[GOAL] Please output the lines of the data below, from the line with "Can you find the railway" to the line with "Can you find the gravel", both included, as a JSON list of strings with one string per line and no blank lines.

Items stored from a collection

________________________________________

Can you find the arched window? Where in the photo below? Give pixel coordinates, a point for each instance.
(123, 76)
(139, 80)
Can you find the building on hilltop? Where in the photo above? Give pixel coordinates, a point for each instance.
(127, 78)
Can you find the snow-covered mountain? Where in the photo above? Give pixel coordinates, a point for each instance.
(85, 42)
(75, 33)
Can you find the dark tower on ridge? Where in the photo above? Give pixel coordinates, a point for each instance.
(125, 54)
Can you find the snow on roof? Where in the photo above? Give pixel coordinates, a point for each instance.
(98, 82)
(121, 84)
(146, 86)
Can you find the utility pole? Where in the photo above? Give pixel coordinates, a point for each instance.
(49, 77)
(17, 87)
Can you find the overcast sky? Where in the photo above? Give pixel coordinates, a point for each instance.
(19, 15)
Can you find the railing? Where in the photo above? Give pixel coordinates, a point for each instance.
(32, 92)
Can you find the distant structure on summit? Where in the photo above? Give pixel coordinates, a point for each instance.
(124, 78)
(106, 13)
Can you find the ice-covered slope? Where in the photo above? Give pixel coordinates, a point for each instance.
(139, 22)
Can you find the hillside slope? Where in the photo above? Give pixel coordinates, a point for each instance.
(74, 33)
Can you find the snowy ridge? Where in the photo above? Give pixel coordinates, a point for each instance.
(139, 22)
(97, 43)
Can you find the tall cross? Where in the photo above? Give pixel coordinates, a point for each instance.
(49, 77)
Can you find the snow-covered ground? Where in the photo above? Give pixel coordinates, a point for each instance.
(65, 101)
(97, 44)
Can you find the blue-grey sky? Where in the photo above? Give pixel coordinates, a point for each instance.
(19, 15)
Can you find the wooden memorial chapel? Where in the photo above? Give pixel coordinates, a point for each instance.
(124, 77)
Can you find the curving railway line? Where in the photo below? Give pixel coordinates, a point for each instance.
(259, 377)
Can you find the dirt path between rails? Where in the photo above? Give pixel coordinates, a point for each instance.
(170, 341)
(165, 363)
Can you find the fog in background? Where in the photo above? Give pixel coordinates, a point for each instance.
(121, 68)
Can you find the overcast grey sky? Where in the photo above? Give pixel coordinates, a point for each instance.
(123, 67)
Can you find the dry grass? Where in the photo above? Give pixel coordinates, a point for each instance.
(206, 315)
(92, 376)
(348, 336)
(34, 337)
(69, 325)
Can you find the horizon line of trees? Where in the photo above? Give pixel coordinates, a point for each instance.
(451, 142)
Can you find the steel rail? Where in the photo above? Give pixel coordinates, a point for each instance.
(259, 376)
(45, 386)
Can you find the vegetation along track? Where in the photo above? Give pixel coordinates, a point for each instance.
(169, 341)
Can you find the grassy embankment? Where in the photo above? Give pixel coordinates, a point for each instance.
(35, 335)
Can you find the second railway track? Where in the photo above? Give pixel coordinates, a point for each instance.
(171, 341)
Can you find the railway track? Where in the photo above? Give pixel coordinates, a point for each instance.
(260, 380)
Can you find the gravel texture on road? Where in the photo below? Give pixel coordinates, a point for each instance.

________________________________________

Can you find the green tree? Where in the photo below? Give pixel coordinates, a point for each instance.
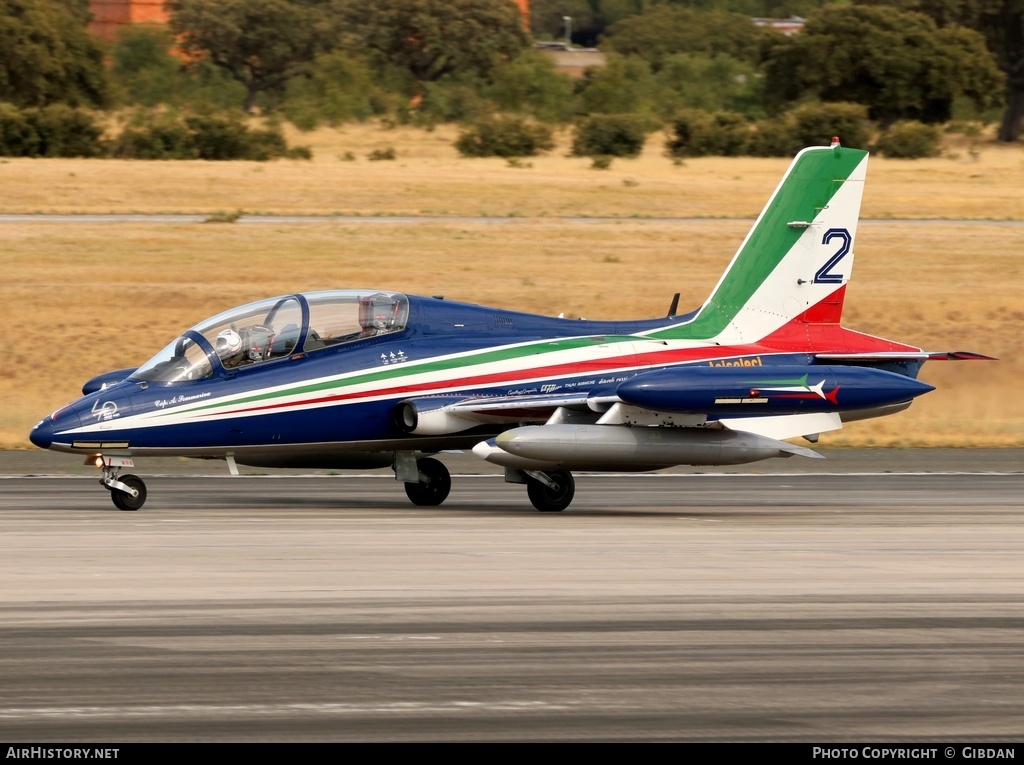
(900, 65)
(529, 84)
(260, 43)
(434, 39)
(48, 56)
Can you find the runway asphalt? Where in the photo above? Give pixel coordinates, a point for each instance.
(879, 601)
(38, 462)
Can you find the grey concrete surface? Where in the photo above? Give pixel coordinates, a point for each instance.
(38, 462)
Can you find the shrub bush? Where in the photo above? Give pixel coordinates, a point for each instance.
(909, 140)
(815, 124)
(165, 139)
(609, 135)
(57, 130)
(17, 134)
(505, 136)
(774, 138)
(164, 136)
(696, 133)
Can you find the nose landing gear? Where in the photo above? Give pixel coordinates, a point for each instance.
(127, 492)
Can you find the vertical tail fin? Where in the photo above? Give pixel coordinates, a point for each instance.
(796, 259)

________________________________________

[OUTPUT OF THE EXERCISE]
[
  "Can you find the railway track? Where in the photo above? Give pixel coordinates, a point for each instance.",
  "(260, 380)",
  "Can you find the gravel texture on road? Where in the photo below? Give pixel coordinates, a point for each instance."
]